Your task is to copy the listing exactly. Drop any pictures from the copy.

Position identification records
▼▼▼

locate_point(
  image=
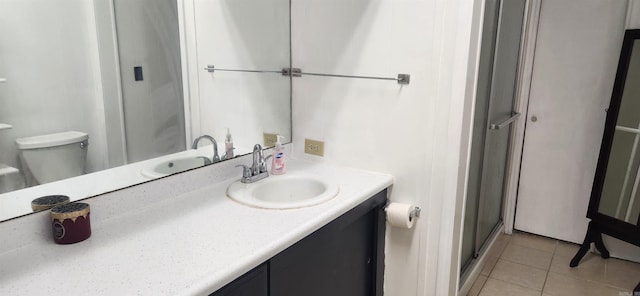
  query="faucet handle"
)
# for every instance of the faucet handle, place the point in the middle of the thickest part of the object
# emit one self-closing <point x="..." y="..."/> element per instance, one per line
<point x="246" y="171"/>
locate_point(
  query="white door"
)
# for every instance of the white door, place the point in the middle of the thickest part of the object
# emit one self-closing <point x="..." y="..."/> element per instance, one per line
<point x="576" y="57"/>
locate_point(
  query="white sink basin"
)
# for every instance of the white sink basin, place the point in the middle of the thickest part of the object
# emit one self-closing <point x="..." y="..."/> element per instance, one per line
<point x="173" y="166"/>
<point x="283" y="192"/>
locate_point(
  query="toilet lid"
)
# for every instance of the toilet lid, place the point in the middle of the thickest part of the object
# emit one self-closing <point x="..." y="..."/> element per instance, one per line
<point x="51" y="140"/>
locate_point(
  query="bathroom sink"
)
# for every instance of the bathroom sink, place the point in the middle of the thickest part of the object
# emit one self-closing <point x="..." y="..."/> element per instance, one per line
<point x="283" y="192"/>
<point x="175" y="165"/>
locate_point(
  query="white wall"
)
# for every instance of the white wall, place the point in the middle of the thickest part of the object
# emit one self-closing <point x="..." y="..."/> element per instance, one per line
<point x="148" y="37"/>
<point x="418" y="132"/>
<point x="49" y="55"/>
<point x="239" y="35"/>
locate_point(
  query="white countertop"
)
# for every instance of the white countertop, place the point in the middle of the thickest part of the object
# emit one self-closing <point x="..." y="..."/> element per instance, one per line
<point x="190" y="244"/>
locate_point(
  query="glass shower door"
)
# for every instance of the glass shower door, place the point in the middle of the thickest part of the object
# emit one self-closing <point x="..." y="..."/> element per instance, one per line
<point x="492" y="124"/>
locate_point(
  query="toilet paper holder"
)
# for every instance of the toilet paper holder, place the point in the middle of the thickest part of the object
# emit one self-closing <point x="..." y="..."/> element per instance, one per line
<point x="415" y="213"/>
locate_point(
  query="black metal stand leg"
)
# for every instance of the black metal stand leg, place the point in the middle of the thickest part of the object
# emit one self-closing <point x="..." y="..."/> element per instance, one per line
<point x="583" y="251"/>
<point x="593" y="236"/>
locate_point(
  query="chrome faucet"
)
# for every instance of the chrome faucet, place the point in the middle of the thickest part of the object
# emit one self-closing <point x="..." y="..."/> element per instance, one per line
<point x="215" y="157"/>
<point x="258" y="169"/>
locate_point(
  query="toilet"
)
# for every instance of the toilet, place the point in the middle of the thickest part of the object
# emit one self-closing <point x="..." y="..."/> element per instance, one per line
<point x="53" y="157"/>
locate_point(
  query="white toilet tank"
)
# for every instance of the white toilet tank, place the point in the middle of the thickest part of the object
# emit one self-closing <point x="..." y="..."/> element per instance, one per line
<point x="54" y="157"/>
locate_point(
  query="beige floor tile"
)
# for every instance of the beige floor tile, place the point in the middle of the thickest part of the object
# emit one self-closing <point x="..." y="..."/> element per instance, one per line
<point x="534" y="241"/>
<point x="499" y="245"/>
<point x="527" y="256"/>
<point x="489" y="264"/>
<point x="591" y="267"/>
<point x="563" y="285"/>
<point x="495" y="287"/>
<point x="477" y="285"/>
<point x="566" y="249"/>
<point x="521" y="275"/>
<point x="622" y="274"/>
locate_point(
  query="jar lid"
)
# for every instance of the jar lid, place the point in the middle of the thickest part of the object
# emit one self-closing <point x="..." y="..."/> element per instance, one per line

▲▲▲

Solution →
locate_point(
  image=
  query="faucet handle"
)
# for every instance of the faucet handle, place the point in the middle of the thickest part of the object
# emit one self-closing <point x="..." y="..."/> element per instance, one per line
<point x="246" y="171"/>
locate_point(
  query="white door"
)
# for every instance of the white door, place the point in the middle of the thickest part of the object
# emit one self-closing <point x="..." y="..."/> element per instance, one per line
<point x="576" y="57"/>
locate_point(
  query="white sink basin"
)
# for every instance of the white sink basin, place the point in the middle of the thickest part of the object
# emit one self-closing <point x="..." y="..."/> element per instance, one per line
<point x="173" y="166"/>
<point x="283" y="192"/>
locate_point(
  query="toilet lid"
)
# for every instance of the toilet lid, place the point in the middle of the thickest part of the object
# emit one self-closing <point x="..." y="..."/> element per instance, one per line
<point x="51" y="140"/>
locate_point(
  query="bathroom sink"
)
# for every instance of the bathroom sink, place the point in the middle of the thickest part of the object
# emit one self-closing <point x="..." y="..."/> element per instance, one per line
<point x="283" y="192"/>
<point x="175" y="165"/>
locate_point(
  query="white wall"
)
# for every instance of the white wall, place the point in the middle of the thickest part of the object
# emit one self-closing <point x="..." y="..."/> element per instance, one per line
<point x="148" y="37"/>
<point x="418" y="132"/>
<point x="49" y="55"/>
<point x="239" y="35"/>
locate_point(
  query="white countertop"
)
# for every instance of the white countertop, place the point in the middle of the thickest part of the object
# emit one self-closing <point x="..." y="..."/> element per instance, one per line
<point x="190" y="244"/>
locate_point(
  query="glass shower door"
)
# for every instance of the glass shower door, place the point in the middle of the thickest part of the object
# emit one self-closing <point x="..." y="..."/> element per instance, one per line
<point x="492" y="124"/>
locate_point(
  query="toilet paper holder"
)
# for every instance of the toilet paper holder, place the point in the middle of the thickest part of the object
# emit one self-closing <point x="..." y="..."/> element per instance, one per line
<point x="415" y="213"/>
locate_point(
  query="black metal stand leg"
)
# for every instance of the black metal stand leg, place the point in the middle of the thickest part of the object
# emit one self-closing <point x="..." y="..."/> element per instance, one per line
<point x="583" y="251"/>
<point x="593" y="236"/>
locate_point(
  query="chrome faucet"
)
# for every instance of the chrome faucet, place the point in the middle of the thickest part of the object
# emit one self-closing <point x="..." y="..."/> element per instance, one per line
<point x="215" y="157"/>
<point x="258" y="169"/>
locate_point(
  query="toilet"
)
# for every instance of the toilet, place the point in the middle of the thickest part of the object
# emit one self-closing <point x="..." y="..."/> element per instance, one per line
<point x="53" y="157"/>
locate_point(
  query="white toilet tank"
)
# for every instance of the white toilet tank, place the point in the middle of the thickest part of the object
# emit one self-closing <point x="..." y="..."/> element per instance, one per line
<point x="54" y="157"/>
locate_point(
  query="beige floor tile"
)
# for every instance of the beige floor tile, place the point in the middle of the thickest part of the object
# emit one self-closing <point x="..." y="..."/> element per instance, one per line
<point x="534" y="241"/>
<point x="499" y="245"/>
<point x="527" y="256"/>
<point x="489" y="264"/>
<point x="591" y="267"/>
<point x="563" y="285"/>
<point x="495" y="287"/>
<point x="477" y="285"/>
<point x="566" y="249"/>
<point x="521" y="275"/>
<point x="622" y="274"/>
locate_point(
  query="jar lid"
)
# for every instance of the jar lid, place the point in the middle of the thickest part of the object
# emit one self-closing <point x="..." y="..."/> element per instance, one per line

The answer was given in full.